- What is needed: Set all the entries down again, unaltered.
[Provided entries — start]
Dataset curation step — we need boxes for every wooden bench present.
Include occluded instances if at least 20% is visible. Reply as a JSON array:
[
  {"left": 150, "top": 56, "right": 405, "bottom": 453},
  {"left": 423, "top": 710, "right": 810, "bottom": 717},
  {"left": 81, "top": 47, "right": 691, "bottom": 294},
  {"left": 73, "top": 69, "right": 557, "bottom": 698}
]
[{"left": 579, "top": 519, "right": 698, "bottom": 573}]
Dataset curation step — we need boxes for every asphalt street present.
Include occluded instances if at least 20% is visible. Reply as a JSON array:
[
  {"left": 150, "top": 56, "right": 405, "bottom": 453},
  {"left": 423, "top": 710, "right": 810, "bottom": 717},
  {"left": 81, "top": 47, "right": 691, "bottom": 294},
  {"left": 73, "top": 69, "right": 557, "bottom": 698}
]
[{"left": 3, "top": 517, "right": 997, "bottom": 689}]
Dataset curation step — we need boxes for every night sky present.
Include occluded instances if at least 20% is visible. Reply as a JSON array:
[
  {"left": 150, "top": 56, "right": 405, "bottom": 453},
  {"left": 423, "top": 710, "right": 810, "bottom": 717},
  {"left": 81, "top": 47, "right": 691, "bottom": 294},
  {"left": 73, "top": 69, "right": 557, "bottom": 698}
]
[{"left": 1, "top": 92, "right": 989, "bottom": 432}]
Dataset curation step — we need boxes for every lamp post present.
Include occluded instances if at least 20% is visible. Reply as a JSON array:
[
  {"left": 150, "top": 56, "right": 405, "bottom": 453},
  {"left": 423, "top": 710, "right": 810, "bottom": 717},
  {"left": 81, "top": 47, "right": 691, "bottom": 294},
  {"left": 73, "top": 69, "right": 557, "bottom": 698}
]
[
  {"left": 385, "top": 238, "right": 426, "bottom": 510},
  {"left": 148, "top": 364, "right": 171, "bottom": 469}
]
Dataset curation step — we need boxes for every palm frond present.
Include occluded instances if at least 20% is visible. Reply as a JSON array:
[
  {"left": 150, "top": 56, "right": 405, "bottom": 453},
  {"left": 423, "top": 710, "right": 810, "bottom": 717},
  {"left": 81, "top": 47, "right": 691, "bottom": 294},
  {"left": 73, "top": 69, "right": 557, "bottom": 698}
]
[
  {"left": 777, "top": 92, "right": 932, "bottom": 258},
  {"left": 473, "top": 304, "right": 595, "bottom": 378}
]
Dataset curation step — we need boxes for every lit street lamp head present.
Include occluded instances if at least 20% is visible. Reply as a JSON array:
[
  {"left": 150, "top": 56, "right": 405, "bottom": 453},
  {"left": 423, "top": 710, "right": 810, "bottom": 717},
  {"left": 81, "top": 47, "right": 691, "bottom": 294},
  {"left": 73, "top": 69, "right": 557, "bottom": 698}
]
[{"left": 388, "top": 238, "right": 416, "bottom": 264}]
[Provided entries — finish]
- Problem solution:
Dataset curation step — we need boxes for every wooden bench present.
Include occluded instances if at least 20% is visible. Reply as a JSON array:
[
  {"left": 150, "top": 56, "right": 405, "bottom": 453},
  {"left": 423, "top": 710, "right": 810, "bottom": 717},
  {"left": 81, "top": 47, "right": 691, "bottom": 294},
  {"left": 73, "top": 69, "right": 557, "bottom": 698}
]
[{"left": 579, "top": 519, "right": 698, "bottom": 573}]
Dataset curation step — we need boxes for every asphalt street present.
Include occluded instances if at least 20% is visible. Reply as a JSON array:
[
  {"left": 150, "top": 56, "right": 405, "bottom": 453},
  {"left": 423, "top": 710, "right": 810, "bottom": 717},
  {"left": 81, "top": 47, "right": 691, "bottom": 294},
  {"left": 73, "top": 69, "right": 557, "bottom": 698}
]
[{"left": 3, "top": 517, "right": 997, "bottom": 689}]
Dataset curation step — we need boxes for every night sky present.
Include occluded instances if at least 20% is visible. Reply as a JSON array:
[
  {"left": 150, "top": 56, "right": 405, "bottom": 453},
  {"left": 423, "top": 710, "right": 810, "bottom": 717},
  {"left": 81, "top": 47, "right": 691, "bottom": 294},
  {"left": 73, "top": 69, "right": 557, "bottom": 698}
]
[{"left": 1, "top": 92, "right": 989, "bottom": 432}]
Dataset curation step — we need boxes for every lamp post present.
Include occluded instances if at least 20% is visible. Reply as a JSON array:
[
  {"left": 150, "top": 56, "right": 405, "bottom": 453},
  {"left": 423, "top": 710, "right": 810, "bottom": 717},
  {"left": 81, "top": 47, "right": 691, "bottom": 294},
  {"left": 73, "top": 69, "right": 557, "bottom": 698}
]
[
  {"left": 385, "top": 238, "right": 426, "bottom": 510},
  {"left": 148, "top": 364, "right": 171, "bottom": 469}
]
Dataset curation step — we need boxes for every palm frond present.
Include occluded instances if at least 20% is visible. Reply as a JSON array:
[
  {"left": 150, "top": 56, "right": 405, "bottom": 453},
  {"left": 423, "top": 710, "right": 810, "bottom": 717},
  {"left": 81, "top": 47, "right": 691, "bottom": 294},
  {"left": 73, "top": 69, "right": 557, "bottom": 698}
]
[
  {"left": 777, "top": 92, "right": 932, "bottom": 258},
  {"left": 473, "top": 304, "right": 595, "bottom": 378}
]
Dataset curation step — we need boxes for every lit street lamp head present.
Include occluded instances if at least 20% is visible. Reply as a JSON array:
[
  {"left": 150, "top": 56, "right": 405, "bottom": 453},
  {"left": 423, "top": 710, "right": 810, "bottom": 717},
  {"left": 81, "top": 47, "right": 691, "bottom": 294},
  {"left": 73, "top": 69, "right": 557, "bottom": 698}
]
[{"left": 388, "top": 238, "right": 416, "bottom": 264}]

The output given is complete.